### Your task:
In the entries that follow, the lines from the one with "Query: bird's leg" through the one with "x=68, y=104" are the ones to write out, exactly and with both ends included. Nothing else should appear.

Supplied data: Begin

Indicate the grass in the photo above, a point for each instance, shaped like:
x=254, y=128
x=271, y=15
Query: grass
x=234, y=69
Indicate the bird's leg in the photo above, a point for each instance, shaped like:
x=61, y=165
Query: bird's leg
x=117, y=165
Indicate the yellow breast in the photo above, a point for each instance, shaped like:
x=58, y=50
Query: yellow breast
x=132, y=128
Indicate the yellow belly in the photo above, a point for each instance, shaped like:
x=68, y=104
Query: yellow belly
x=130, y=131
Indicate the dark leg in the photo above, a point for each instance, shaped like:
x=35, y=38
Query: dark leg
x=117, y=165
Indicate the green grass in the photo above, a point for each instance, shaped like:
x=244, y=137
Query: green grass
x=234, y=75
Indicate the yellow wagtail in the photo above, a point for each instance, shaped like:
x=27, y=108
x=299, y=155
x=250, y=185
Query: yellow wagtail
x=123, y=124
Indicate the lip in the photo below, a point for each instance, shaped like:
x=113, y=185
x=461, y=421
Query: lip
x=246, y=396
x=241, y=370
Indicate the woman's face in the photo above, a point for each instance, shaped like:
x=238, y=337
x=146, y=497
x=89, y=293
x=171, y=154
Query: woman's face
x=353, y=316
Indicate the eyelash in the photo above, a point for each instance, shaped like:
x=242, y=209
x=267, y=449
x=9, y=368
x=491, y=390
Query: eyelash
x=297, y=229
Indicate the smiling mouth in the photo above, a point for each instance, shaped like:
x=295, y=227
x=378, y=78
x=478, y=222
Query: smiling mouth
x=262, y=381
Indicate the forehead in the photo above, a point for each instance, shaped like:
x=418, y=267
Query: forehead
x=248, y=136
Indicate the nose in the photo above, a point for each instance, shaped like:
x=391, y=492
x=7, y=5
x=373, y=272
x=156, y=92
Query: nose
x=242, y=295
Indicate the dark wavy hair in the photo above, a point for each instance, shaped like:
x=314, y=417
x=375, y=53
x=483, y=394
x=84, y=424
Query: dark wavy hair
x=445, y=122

Supplied data: End

### Output for this exercise:
Query: bird's leg
x=117, y=165
Indicate the yellow breast in the photo above, a point for each instance, shaped like:
x=58, y=50
Query: yellow breast
x=132, y=128
Indicate the yellow belly in the photo above, a point for each instance, shaped like:
x=68, y=104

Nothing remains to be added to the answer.